Stored data entries:
----------

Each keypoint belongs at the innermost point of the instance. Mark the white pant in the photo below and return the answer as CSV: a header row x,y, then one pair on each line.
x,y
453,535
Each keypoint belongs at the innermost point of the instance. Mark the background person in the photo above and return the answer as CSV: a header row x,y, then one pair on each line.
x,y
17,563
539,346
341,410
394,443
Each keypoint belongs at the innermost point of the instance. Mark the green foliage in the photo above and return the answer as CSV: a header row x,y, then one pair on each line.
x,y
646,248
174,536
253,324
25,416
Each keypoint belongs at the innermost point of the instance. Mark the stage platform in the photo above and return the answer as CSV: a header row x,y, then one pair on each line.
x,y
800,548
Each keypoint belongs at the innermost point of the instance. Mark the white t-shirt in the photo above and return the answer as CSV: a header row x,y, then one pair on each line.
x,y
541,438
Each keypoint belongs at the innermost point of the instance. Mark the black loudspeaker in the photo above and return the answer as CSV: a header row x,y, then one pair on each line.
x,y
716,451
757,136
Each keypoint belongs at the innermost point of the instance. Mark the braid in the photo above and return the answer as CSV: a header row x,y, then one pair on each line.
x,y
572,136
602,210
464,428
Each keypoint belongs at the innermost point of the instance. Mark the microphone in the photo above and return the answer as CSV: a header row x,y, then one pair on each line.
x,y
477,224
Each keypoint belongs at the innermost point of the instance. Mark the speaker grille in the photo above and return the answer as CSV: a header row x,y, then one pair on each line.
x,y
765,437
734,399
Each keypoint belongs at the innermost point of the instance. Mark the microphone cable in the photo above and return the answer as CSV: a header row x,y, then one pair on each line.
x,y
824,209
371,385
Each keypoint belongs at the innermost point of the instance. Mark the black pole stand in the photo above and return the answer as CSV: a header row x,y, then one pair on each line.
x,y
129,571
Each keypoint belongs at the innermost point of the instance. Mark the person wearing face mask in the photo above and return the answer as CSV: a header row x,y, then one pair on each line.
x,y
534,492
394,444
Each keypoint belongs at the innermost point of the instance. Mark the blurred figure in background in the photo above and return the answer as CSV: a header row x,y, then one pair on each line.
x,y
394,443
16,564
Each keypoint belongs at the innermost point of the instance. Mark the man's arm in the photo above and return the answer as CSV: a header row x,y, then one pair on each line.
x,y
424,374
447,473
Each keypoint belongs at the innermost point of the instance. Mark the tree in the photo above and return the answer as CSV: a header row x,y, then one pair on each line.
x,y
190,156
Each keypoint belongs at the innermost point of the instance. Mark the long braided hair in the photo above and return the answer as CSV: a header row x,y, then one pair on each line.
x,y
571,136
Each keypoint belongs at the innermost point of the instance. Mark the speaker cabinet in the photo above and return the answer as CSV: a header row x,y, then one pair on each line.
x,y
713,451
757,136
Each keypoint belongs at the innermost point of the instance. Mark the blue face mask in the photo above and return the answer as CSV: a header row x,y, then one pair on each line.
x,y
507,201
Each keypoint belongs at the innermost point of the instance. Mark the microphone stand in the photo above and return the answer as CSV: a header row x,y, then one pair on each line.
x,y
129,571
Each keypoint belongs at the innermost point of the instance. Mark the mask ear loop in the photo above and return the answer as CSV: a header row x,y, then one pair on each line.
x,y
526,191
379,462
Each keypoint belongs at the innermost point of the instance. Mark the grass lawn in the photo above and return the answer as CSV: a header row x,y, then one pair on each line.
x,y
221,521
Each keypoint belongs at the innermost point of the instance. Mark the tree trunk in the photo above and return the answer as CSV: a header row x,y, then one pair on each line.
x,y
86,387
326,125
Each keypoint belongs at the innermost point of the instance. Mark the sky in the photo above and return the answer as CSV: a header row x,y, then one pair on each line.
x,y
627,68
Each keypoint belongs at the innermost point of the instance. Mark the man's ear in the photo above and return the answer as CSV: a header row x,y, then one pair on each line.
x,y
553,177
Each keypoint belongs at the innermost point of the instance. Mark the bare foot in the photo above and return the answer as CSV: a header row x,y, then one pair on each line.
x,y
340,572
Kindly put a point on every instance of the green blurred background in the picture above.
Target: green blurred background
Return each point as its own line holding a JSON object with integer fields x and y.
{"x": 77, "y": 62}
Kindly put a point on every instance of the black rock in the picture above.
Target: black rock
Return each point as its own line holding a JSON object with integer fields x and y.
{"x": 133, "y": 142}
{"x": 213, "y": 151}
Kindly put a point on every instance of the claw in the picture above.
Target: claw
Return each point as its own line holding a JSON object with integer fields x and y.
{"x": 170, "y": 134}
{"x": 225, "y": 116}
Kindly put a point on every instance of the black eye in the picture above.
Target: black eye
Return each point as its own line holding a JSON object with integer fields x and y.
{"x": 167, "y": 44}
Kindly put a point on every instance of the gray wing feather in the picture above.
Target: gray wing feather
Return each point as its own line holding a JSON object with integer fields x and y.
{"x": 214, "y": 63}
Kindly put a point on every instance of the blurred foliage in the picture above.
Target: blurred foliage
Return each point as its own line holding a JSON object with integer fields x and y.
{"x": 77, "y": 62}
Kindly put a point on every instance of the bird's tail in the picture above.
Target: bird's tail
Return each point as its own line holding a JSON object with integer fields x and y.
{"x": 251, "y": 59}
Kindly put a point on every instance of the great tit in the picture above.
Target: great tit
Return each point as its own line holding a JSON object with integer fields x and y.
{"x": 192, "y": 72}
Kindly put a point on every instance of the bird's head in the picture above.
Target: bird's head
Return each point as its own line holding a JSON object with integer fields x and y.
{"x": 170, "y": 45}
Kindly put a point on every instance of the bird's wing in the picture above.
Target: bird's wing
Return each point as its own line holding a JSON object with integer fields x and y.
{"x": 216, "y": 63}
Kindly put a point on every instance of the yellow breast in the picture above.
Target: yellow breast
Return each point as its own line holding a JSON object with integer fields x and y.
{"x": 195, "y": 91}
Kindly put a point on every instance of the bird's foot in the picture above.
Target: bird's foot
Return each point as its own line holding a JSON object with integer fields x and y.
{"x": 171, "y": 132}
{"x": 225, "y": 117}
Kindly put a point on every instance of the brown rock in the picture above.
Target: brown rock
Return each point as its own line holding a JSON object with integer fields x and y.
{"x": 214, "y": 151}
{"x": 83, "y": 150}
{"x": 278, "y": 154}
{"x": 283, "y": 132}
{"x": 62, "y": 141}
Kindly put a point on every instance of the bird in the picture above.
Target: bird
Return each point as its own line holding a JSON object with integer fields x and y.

----------

Exercise directions: Nothing but a number belongs in the answer, namely how many lines above include "claw".

Written answer: 2